Forget those long lines at the pharmacy: Someday soon, you might be making your own medicines at home. That's because researchers have tailored a 3D printer to synthesize pharmaceuticals and other chemicals from simple, widely available starting compounds fed into a series of water bottle–size reactors. The work, they say, could digitize chemistry, allowing users to synthesize almost any compound anywhere in the world.
"It could become a milestone paper, a really seminal paper," says Fraser Stoddart, a chemist and chemistry Nobel laureate at Northwestern University in Evanston, Illinois, who was not involved with the work. "This is one of those articles that has to make [people] sit up and take notice."
[...] In today's issue of Science, [Leroy] Cronin and his colleagues report printing a series of interconnected reaction vessels that carry out four different chemical reactions involving 12 separate steps, from filtering to evaporating different solutions. By adding different reagents and solvents at the right times and in a precise order, they were able to convert simple, widely available starting compounds into a muscle relaxant called baclofen. And by designing reactionware to carry out different chemical reactions with different reagents, they produced other medicines, including an anticonvulsant and a drug to fight ulcers and acid reflux.
★ ★ ★ ★ ★ ★ ★
EXERCISES TO COMPLETE =>
(1) In the passage on 3D-printed medicines, what muscle relaxant did the researchers make from simple starting compounds?
(2) Retype the passage on 3D-printed medicines, starting at "Forget those long" and ending at "in the world.".
★ ★ ★ ★ ★ ★ ★
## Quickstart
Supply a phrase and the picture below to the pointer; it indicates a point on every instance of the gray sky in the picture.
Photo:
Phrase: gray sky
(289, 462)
★ ★ ★ ★ ★ ★ ★
WRITTEN RESPONSES =>
(1) Baclofen.

(2)
Forget those long lines at the pharmacy: Someday soon, you might be making your own medicines at home. That's because researchers have tailored a 3D printer to synthesize pharmaceuticals and other chemicals from simple, widely available starting compounds fed into a series of water bottle–size reactors. The work, they say, could digitize chemistry, allowing users to synthesize almost any compound anywhere in the world.